◆ **DIRECTIONS**
Copy out the listing from the line containing "We need you to process this image and detect any navy" through its last line, putting "enclosing rectangle" wherever "bounding box" appears and leaving everything else untouched.

◆ **DATA TO PROCESS**
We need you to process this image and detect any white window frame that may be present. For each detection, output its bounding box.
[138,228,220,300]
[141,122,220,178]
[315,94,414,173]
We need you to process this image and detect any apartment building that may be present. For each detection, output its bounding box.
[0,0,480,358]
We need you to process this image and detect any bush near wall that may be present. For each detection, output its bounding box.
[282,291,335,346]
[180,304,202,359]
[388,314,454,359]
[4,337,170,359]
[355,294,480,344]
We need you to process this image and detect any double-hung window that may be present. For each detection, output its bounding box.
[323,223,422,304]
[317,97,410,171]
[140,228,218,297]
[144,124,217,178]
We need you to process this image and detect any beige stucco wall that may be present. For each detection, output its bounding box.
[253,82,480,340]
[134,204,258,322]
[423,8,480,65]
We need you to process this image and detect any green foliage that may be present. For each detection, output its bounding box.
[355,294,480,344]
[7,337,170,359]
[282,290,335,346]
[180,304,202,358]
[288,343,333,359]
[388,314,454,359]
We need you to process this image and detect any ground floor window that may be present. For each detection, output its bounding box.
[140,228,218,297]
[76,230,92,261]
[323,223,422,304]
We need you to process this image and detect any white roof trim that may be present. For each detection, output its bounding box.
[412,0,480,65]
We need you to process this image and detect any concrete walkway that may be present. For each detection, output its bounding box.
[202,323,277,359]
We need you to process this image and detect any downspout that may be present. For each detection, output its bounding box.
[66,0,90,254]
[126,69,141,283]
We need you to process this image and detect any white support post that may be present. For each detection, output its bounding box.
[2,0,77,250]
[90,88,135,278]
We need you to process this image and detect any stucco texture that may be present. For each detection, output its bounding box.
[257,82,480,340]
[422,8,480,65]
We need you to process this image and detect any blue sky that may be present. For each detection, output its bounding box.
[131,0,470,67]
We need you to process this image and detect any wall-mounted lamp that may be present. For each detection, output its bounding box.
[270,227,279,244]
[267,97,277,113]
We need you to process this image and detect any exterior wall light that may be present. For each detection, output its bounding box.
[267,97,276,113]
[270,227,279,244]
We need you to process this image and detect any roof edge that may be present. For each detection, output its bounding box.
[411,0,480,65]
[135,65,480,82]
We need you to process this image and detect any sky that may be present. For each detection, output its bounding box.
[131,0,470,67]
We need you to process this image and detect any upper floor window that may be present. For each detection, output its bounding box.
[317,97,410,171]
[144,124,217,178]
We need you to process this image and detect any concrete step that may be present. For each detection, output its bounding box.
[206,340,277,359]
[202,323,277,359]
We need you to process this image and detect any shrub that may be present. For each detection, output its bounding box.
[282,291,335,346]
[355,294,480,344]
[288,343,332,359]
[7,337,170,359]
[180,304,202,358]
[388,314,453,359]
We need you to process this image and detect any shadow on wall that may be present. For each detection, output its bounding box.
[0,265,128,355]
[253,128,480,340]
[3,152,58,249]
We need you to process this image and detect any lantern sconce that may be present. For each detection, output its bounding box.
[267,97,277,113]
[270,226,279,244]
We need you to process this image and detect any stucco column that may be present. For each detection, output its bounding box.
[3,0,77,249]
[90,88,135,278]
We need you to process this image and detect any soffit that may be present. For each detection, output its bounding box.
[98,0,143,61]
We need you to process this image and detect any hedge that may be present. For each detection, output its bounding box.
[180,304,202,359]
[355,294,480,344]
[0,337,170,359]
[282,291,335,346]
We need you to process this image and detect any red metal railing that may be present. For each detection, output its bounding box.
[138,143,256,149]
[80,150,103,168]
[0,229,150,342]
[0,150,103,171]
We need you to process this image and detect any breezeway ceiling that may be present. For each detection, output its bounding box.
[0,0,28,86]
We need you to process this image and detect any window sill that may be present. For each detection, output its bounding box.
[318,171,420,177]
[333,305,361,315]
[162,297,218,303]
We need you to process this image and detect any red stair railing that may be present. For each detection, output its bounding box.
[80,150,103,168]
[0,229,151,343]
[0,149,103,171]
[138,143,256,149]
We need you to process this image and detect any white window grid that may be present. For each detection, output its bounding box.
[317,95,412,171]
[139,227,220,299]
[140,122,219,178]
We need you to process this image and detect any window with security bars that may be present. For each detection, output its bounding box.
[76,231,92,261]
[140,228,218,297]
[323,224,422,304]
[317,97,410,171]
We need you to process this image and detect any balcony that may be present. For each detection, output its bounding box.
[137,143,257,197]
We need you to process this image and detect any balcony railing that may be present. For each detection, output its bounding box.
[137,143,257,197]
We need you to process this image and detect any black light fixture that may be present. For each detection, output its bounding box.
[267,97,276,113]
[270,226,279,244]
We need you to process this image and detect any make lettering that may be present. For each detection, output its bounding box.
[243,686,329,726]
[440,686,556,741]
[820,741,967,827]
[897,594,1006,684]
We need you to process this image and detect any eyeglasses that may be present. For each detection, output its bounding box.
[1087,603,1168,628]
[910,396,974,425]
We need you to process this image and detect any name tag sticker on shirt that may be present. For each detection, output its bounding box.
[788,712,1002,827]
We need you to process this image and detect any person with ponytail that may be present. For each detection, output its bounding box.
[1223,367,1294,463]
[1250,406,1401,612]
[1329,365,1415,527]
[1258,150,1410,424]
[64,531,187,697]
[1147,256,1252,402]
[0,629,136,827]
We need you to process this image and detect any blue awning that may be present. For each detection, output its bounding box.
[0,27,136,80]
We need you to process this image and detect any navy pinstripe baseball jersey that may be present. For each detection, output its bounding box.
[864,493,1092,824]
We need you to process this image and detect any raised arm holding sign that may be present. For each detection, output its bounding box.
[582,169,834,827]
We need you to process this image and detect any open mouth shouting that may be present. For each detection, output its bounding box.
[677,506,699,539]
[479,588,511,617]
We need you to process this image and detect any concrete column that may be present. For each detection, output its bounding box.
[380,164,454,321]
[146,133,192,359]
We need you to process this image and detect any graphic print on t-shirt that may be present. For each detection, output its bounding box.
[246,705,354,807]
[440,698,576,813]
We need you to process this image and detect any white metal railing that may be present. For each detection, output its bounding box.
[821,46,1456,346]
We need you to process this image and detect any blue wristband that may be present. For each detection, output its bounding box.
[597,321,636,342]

◆ **RESULT OF THE TASK**
We need you to process this image and detect any navy pinstripe baseball jersey that may be present. For each detection, output its enclosing rectangle.
[864,493,1092,824]
We need you to process this image and detect any raised arm holding sign that may be present. For each detection, output its enclosing rectangle.
[582,169,834,827]
We need you to process this image and detect any open mouth shouting that may be present. For each detection, output its enclosing rectangle.
[677,506,699,539]
[479,588,511,617]
We need you to process this image and detect any concrete column that may be present. For each detection, output its enclosing rectangle.
[380,164,454,321]
[146,133,192,359]
We need you to process this image and detect any graphic print on t-shirt that may be present. For each detection, output its enclosing rectangle.
[246,705,354,807]
[440,698,576,813]
We need you to process this image and detect any white metal railing that may be present. For each detection, output its enclosing rectangle.
[821,46,1456,346]
We need you to process this image and detect any blue wristband that may be present. For each detection, output its enclosing rectangle.
[597,321,636,342]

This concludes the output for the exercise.